• _Given task_
Rewrite all of the entries below as a numbered list, skipping any blank lines and omitting the pictures.

• _Some entries_
------------------------------------------------------------
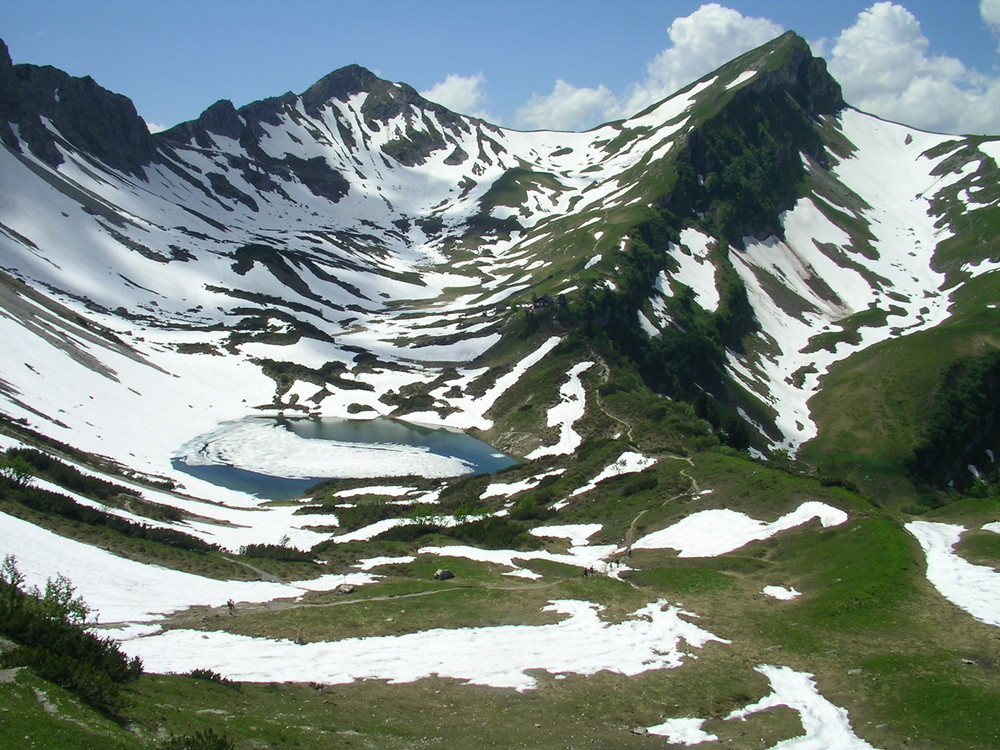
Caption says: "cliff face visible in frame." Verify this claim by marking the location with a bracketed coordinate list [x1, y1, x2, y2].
[0, 42, 156, 174]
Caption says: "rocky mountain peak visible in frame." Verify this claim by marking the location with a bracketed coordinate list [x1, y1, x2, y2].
[0, 37, 155, 174]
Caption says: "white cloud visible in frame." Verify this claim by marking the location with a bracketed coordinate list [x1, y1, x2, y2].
[515, 0, 1000, 134]
[515, 3, 784, 130]
[979, 0, 1000, 31]
[828, 0, 1000, 133]
[514, 80, 616, 130]
[618, 3, 784, 117]
[420, 73, 489, 119]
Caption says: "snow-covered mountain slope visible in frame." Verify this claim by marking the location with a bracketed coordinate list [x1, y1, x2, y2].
[0, 34, 1000, 488]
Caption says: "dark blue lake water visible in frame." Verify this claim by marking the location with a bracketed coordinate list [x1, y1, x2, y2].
[172, 417, 517, 500]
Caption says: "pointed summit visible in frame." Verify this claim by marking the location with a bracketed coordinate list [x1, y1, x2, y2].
[302, 65, 382, 112]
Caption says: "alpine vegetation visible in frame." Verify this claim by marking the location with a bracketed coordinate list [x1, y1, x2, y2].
[0, 32, 1000, 749]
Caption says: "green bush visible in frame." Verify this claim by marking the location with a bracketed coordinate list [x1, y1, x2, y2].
[0, 468, 219, 552]
[240, 544, 313, 562]
[159, 729, 236, 750]
[0, 555, 142, 716]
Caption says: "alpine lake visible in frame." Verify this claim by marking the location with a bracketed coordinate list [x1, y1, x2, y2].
[171, 417, 518, 500]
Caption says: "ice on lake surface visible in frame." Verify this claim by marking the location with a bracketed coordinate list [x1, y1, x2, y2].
[173, 417, 515, 499]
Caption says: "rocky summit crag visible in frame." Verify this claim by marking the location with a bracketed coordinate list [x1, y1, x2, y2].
[0, 33, 997, 488]
[0, 33, 1000, 750]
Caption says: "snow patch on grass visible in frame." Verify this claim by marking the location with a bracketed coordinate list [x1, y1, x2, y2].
[122, 600, 728, 691]
[525, 362, 594, 460]
[906, 521, 1000, 626]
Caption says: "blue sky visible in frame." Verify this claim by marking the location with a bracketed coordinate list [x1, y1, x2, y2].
[0, 0, 1000, 134]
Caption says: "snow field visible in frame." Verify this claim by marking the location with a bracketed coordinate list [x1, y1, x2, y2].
[632, 500, 847, 557]
[648, 664, 874, 750]
[525, 362, 594, 461]
[906, 521, 1000, 627]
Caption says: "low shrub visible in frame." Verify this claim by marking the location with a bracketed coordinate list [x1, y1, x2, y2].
[240, 544, 313, 562]
[0, 555, 142, 717]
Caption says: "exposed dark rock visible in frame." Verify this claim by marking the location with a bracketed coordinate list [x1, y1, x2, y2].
[0, 37, 156, 176]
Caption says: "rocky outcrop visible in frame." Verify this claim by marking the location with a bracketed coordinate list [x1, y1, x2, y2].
[0, 41, 156, 175]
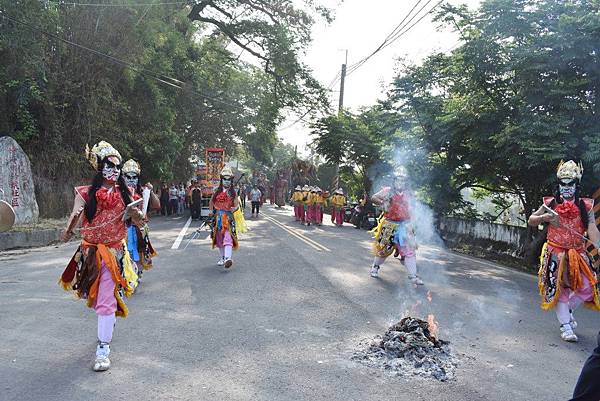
------------------------------------------------------------
• _Exercise output_
1. Caption says: "cliff face visible in frame." Verify this claim by marking the location with a bracketed coordinate list [x1, y1, x2, y2].
2. [0, 42, 156, 174]
3. Caption says: "rocky mountain peak visible in frame." Verify this claim by marking the location with a bracketed coordinate list [x1, y1, x2, y2].
4. [0, 37, 155, 174]
5. Caption says: "white cloud visible in frame." Verify this claim by marking the location with a bracketed coordinate list [x1, y1, x2, y2].
6. [515, 0, 1000, 134]
7. [515, 3, 784, 130]
8. [979, 0, 1000, 31]
9. [828, 0, 1000, 133]
10. [514, 80, 616, 130]
11. [618, 3, 784, 117]
12. [420, 73, 489, 119]
13. Caption says: "snow-covered mountain slope visible in frame." Verify this claim by marking the location with a bracketed coordinate list [x1, y1, x2, y2].
14. [0, 34, 1000, 488]
15. Caption says: "dark blue lake water visible in frame." Verify this claim by marking the location with a bracketed coordinate list [x1, y1, x2, y2].
16. [172, 417, 517, 500]
17. Caption says: "pointed summit visible in frame." Verify this claim by marking the location with a bracketed coordinate list [x1, y1, x2, y2].
18. [302, 65, 382, 112]
19. Caption says: "alpine vegetation visible in frame." Verify this claim by marking the location with a bracketed coordinate list [x1, y1, x2, y2].
20. [0, 32, 1000, 749]
21. Caption says: "green bush visible in frame." Verify this claim by marking the location with a bracketed coordinate list [x1, y1, x2, y2].
22. [0, 468, 219, 552]
23. [240, 544, 313, 562]
24. [159, 729, 236, 750]
25. [0, 555, 142, 716]
26. Caption says: "alpine lake visible in frame." Verify this claim by marking the location with a bracketed coordinate list [x1, y1, x2, y2].
27. [171, 417, 518, 500]
28. Caption says: "ice on lake surface visible in frame." Verify this claim by marking the location with a bracketed coordinate list [x1, y1, x2, y2].
29. [173, 417, 515, 499]
30. Caption says: "rocky summit crag visible in frame." Verify this claim by marking the location with a bracketed coordinate list [x1, y1, x2, y2].
31. [0, 33, 997, 488]
32. [0, 33, 1000, 750]
33. Caption says: "snow patch on grass visible in frame." Verify this claim by marking the location with a bracketed coordinate list [x1, y1, x2, y2].
34. [122, 600, 728, 691]
35. [525, 362, 594, 460]
36. [906, 521, 1000, 626]
37. Caption says: "blue sky visible in frame." Verify this claim by marking the location with a bracketed coordinate list [x1, y1, x2, y2].
38. [0, 0, 1000, 134]
39. Caption says: "snow field visible in frame." Verify this claim by marking the location with a bracketed coordinate list [x1, y1, x2, y2].
40. [632, 500, 847, 557]
41. [648, 664, 874, 750]
42. [525, 362, 594, 461]
43. [906, 521, 1000, 627]
44. Caption says: "low shrub visible in frame." Verify this claim by marking the location with a bracketed coordinate list [x1, y1, x2, y2].
45. [240, 544, 313, 562]
46. [0, 555, 142, 717]
47. Caption says: "exposed dark rock visible in frame." Verify this claim by marking the location with a bracketed coordinate list [x1, y1, x2, y2].
48. [0, 37, 156, 176]
49. Caption says: "rocky outcrop visible in frame." Verify this claim by marking the location with a bracketed coordinate list [x1, y1, x2, y2].
50. [0, 41, 156, 175]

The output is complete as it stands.